**Problem:** Resume the piece on the émigré potters Lucie Rie and Hans Coper, picking up right after its final sentence.

BEGIN Extract to read

Their works are highly valued by collectors and have fetched top prices at auctions for years. Expelled from Germany by the Nazis, they played a decisive role in shaping postwar studio ceramics in Great Britain. We are talking about Lucie Rie and Hans Coper.
Hans Coper was born in Chemnitz on April 8, 1920. His father Julius Coper was a successful textile entrepreneur. Hans and his five-years-older brother Walter grew up in an upper middle-class milieu. After the Nazis seized power in 1933, they prohibited Julius Coper from working because he was Jewish. Julius Coper took his own life in June 1936, either to protect his non-Jewish wife Erna or perhaps out of desperation. His son Walter emigrated to Argentina in 1937. Hans hid in Wiesbaden for six months and then went to England. He never visited Germany again.

END Extract to read
BEGIN Records provided

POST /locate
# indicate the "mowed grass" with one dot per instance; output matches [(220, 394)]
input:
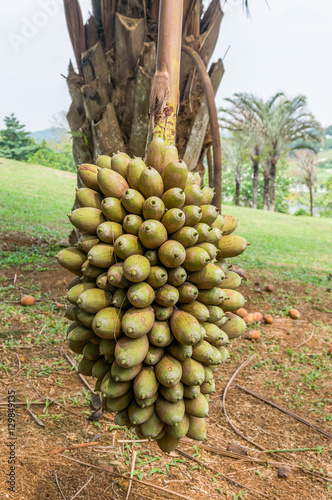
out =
[(35, 200), (295, 248)]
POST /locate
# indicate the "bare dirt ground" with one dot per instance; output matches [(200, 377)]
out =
[(296, 378)]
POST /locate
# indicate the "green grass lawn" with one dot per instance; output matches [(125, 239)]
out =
[(35, 200)]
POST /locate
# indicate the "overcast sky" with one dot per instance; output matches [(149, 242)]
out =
[(286, 46)]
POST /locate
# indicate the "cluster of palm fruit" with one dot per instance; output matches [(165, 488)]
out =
[(152, 299)]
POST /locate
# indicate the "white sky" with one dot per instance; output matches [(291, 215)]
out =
[(287, 47)]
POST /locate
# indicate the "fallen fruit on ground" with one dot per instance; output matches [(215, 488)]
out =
[(153, 303)]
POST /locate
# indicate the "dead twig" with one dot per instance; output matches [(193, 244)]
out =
[(117, 474), (219, 473), (284, 410), (306, 341), (132, 468)]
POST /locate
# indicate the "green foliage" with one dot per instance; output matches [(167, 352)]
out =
[(48, 157), (15, 142)]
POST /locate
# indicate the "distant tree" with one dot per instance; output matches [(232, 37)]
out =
[(15, 141), (306, 161)]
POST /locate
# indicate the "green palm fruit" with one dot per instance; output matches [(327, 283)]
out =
[(187, 293), (223, 264), (192, 372), (119, 404), (173, 393), (100, 368), (213, 296), (160, 334), (131, 224), (219, 222), (109, 231), (103, 161), (187, 236), (76, 291), (145, 383), (119, 163), (167, 295), (197, 428), (131, 352), (87, 219), (122, 419), (197, 309), (215, 335), (168, 371), (209, 214), (141, 295), (113, 209), (80, 333), (138, 322), (185, 328), (121, 374), (193, 215), (209, 248), (171, 254), (91, 351), (175, 174), (234, 326), (139, 415), (191, 391), (88, 174), (173, 220), (107, 323), (177, 276), (167, 443), (214, 236), (152, 234), (208, 194), (133, 201), (120, 300), (154, 355), (147, 401), (87, 197), (232, 280), (230, 224), (206, 353), (153, 208), (197, 407), (174, 198), (152, 256), (94, 300), (157, 277), (180, 351), (150, 183), (162, 313), (207, 388), (196, 259), (107, 348), (111, 183), (127, 245), (116, 277), (76, 347), (152, 427), (72, 258), (170, 413), (136, 268), (135, 168), (208, 277), (234, 300), (85, 367), (113, 389), (101, 255), (155, 156), (231, 245)]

END Records provided

**Output of the exercise:**
Hans Coper was arrested as a refugee in England in May 1940 and sent by ship, along with other displaced persons and prisoners of war, to an internment camp in Canada, where he met Fritz Wolf, an artist from Breslau. During their discussions, the desire to become a sculptor grew in Hans Coper. By registering with the Pioneer Corps, a unit that carried out construction and supply work for the British Army, Coper was able to leave the camp and return to England.
Hans Coper with Lucie Rie in the workshop
Coper was discharged from duty in 1943 and struggled to make ends meet by taking on odd jobs. Shortly after the war’s end and on the recommendation of the gallery owner William Ohly, he began working as a temporary assistant in a potter’s studio where buttons were made. The workshop was run by Lucie Rie (née Gomperz) from Vienna: a trained potter, Rie had likewise fled to England because of her Jewish background.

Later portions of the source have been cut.